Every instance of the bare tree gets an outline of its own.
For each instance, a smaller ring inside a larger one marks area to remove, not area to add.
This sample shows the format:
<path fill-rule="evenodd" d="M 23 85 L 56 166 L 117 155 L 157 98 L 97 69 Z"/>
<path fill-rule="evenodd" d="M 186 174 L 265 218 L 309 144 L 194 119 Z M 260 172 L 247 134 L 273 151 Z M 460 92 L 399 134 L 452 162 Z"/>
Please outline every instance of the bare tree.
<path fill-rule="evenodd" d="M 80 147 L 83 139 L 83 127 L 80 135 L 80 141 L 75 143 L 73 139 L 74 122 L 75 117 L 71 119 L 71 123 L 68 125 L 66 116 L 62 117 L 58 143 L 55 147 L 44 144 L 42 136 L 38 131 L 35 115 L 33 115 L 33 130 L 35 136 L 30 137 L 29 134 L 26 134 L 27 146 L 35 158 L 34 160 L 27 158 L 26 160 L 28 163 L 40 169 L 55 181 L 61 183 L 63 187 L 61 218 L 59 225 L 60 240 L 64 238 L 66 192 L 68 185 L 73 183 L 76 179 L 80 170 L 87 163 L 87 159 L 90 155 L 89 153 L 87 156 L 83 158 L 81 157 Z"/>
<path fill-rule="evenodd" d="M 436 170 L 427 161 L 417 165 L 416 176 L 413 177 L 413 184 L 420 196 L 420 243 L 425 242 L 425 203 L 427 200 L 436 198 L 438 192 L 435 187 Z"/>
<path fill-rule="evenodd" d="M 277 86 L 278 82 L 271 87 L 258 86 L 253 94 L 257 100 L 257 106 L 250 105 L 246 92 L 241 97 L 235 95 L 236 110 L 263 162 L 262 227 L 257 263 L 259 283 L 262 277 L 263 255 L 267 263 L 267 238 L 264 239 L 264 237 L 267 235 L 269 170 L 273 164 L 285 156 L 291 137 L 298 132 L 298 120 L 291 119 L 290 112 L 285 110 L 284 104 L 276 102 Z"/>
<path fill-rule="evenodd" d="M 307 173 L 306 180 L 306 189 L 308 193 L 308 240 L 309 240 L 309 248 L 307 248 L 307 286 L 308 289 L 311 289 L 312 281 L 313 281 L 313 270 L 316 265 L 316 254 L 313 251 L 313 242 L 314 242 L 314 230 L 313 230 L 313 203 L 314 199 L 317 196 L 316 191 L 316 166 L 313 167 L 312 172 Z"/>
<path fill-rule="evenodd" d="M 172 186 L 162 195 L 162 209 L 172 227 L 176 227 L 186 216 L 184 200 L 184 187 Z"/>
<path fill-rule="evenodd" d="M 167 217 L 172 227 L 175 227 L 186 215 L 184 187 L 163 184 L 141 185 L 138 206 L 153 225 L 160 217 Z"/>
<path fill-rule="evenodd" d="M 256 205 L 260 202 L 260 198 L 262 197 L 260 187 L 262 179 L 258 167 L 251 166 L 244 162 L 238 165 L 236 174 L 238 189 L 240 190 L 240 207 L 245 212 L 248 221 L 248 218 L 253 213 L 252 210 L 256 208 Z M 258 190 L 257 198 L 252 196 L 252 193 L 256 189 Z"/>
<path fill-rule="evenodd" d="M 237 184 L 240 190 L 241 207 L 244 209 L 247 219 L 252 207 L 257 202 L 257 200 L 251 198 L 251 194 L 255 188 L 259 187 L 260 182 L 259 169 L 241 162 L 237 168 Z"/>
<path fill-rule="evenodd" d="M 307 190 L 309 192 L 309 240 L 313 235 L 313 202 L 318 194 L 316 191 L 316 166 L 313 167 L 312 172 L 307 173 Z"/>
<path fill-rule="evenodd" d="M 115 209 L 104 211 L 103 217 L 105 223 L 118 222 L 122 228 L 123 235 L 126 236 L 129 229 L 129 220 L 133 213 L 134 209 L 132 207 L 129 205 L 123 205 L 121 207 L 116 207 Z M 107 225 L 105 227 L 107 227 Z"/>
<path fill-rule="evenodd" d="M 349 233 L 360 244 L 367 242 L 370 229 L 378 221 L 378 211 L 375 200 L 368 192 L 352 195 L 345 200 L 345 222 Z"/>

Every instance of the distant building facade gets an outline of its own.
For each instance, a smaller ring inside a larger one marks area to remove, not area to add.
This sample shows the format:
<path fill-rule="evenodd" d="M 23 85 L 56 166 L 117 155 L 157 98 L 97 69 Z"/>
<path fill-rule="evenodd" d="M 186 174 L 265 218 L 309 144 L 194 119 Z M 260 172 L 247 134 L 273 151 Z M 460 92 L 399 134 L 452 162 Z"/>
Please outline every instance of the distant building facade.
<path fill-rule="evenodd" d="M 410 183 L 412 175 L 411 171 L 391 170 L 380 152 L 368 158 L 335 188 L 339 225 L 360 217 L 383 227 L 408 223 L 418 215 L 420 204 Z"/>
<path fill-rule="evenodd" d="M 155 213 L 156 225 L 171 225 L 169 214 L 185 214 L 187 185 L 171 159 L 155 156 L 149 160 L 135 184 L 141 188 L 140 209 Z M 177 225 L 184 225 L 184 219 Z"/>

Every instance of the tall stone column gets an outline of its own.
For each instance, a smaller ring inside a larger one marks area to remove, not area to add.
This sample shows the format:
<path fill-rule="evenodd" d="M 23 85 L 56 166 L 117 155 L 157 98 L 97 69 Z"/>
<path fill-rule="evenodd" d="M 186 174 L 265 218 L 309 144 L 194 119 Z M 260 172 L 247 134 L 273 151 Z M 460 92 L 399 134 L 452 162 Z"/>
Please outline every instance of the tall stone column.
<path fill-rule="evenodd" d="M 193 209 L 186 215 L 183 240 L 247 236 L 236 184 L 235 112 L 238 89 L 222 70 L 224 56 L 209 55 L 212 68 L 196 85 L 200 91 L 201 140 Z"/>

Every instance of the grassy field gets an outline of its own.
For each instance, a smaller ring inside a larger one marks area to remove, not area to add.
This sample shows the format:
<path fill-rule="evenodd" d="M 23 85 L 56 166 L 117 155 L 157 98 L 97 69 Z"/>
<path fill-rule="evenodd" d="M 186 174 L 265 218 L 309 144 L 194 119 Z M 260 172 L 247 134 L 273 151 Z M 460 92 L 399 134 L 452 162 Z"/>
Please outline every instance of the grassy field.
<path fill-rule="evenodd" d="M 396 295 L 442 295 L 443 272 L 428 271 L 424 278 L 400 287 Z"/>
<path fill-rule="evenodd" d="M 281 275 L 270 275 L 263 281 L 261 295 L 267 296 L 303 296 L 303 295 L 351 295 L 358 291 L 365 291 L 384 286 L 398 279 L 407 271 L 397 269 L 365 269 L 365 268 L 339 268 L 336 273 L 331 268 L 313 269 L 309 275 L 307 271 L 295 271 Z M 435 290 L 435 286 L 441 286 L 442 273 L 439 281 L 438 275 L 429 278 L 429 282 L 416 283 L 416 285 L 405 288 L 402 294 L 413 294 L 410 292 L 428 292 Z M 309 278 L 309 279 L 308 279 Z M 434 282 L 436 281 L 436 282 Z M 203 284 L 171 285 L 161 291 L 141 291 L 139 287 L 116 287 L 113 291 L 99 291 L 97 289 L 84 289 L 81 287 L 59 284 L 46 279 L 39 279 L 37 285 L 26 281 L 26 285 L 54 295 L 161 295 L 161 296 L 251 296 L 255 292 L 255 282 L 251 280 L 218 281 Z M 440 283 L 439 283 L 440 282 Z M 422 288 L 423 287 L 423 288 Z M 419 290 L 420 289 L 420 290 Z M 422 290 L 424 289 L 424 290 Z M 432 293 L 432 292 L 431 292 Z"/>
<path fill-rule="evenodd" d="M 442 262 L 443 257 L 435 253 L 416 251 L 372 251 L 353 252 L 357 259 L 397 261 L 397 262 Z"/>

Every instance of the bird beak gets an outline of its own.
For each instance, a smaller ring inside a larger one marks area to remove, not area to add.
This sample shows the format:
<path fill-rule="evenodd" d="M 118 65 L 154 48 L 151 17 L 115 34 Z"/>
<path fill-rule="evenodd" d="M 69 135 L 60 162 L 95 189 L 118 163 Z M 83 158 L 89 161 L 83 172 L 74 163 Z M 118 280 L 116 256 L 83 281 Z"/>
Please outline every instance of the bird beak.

□ □ □ □

### What the exercise asks
All lines above from the line with "Please outline every instance of the tall" through the line with "Every instance of the grassy field gets", both included, are to be set down exactly, with nothing else.

### Result
Please outline every instance of the tall stone column.
<path fill-rule="evenodd" d="M 193 209 L 186 215 L 183 240 L 247 236 L 236 184 L 235 112 L 238 89 L 222 70 L 224 56 L 209 55 L 212 68 L 196 85 L 200 91 L 201 140 Z"/>

Every instance of the grassy field gets an outline of its own.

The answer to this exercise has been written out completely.